**Set exercise**.
Write out all of the data without omission, exactly as shown.

Records from a point labeling set
--------------------------------------------------

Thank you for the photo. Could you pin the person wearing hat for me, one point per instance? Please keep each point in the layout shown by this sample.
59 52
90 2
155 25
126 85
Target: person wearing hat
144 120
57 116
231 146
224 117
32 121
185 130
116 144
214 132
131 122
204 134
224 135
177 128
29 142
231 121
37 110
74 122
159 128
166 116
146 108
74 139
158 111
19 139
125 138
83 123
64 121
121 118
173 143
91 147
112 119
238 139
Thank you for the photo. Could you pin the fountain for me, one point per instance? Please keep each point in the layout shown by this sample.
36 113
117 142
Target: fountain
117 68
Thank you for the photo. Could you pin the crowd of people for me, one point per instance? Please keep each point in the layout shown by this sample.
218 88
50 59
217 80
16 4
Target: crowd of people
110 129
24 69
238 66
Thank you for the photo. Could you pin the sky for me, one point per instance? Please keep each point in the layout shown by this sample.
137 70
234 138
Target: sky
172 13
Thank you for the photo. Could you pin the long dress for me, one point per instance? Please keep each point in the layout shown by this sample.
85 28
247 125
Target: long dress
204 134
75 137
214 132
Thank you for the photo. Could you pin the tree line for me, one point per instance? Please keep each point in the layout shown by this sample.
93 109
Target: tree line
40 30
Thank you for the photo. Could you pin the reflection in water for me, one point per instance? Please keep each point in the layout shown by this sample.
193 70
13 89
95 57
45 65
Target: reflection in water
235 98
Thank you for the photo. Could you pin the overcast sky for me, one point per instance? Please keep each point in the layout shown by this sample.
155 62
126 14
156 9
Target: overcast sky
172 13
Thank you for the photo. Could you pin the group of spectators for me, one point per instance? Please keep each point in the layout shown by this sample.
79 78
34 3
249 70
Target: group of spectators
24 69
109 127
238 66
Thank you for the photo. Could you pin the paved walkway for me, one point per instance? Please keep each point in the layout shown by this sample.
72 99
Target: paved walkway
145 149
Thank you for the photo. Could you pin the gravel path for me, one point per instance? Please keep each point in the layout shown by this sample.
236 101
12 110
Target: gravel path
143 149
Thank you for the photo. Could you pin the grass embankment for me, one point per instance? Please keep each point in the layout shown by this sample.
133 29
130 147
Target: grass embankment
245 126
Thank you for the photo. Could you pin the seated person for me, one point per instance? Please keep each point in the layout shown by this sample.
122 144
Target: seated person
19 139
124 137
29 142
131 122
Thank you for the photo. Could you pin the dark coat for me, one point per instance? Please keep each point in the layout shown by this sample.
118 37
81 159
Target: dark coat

--------------------------------------------------

**Result**.
Thank you for the photo. Could you pin the person wearing hat for me, one point per instance? Please keep each point in the layout shown by this sample.
59 52
90 2
155 25
126 85
Target: person wearing hat
144 120
57 116
231 146
224 117
32 121
185 130
116 144
214 132
131 122
204 134
224 135
177 128
29 142
231 121
37 110
74 122
159 128
166 116
146 108
74 139
158 111
19 139
125 138
83 123
64 121
121 118
173 143
91 147
112 119
238 139
Thank you for the photo. Could you pin the fountain for me, one point per instance? Please keep each point in the layout shown by this sample.
36 113
117 142
Target: fountain
117 68
Thank you for the photo. Could you pin the crowd of people for me, one point per instance? Please keep each point in the layout shown by this sample.
218 88
50 59
217 80
16 4
Target: crowd of people
110 129
24 69
238 66
Thank you for the photo. Could you pin the sky for me, one point per instance? Please keep each point in the layout shown by this sample.
137 70
234 138
Target: sky
172 13
Thank you for the photo. Could you pin the long dress for me, one point per instance? Please keep each point in the layout shown by this sample.
85 28
247 125
Target: long dress
204 134
75 137
214 132
Thank you for the photo. Could you pin the tree line for me, one point per instance? Please keep each point in the layout shown by this sample.
93 109
Target: tree line
40 30
Thank you for the photo. Could you pin the reflection in water for me, one point per instance? Please keep each point in the layout shown by this sample.
193 70
13 89
95 57
45 65
Target: reflection in water
235 98
Thank you for the photo. Could you pin the overcast sky for me, one point per instance? Please keep each point in the layout shown by this sample.
155 62
126 14
156 9
Target: overcast sky
172 13
Thank you for the photo. Could you pin the group of spectators for me, one point per instance? Please keep each point in the layout shown by this sample.
79 78
34 3
249 70
Target: group of spectators
24 69
109 127
238 66
Thank you for the photo. Could you pin the paved walkway for me, one point per instance? Please keep each point in the layout shown by this sample.
72 99
Target: paved walkway
145 149
Thank you for the photo. Could you pin the gravel path for me, one point per instance? Please keep each point in the layout shown by this sample.
236 101
12 110
Target: gravel path
143 149
Thank you for the photo. Could you pin the grass embankment for me, one point per instance? Please keep each point in the layout shown by this sample.
133 29
130 147
Target: grass embankment
245 126
Thank you for the photo. Could you pin the seated person for me, one point per instance? Please keep each point in the layout shown by this sample.
122 144
Target: seated person
19 139
124 137
29 142
131 122
Thank you for the photo. Could you pin the dark coat for me, one point per instance? Please keep each point in the layout shown by this sample.
118 37
81 159
Target: dark coat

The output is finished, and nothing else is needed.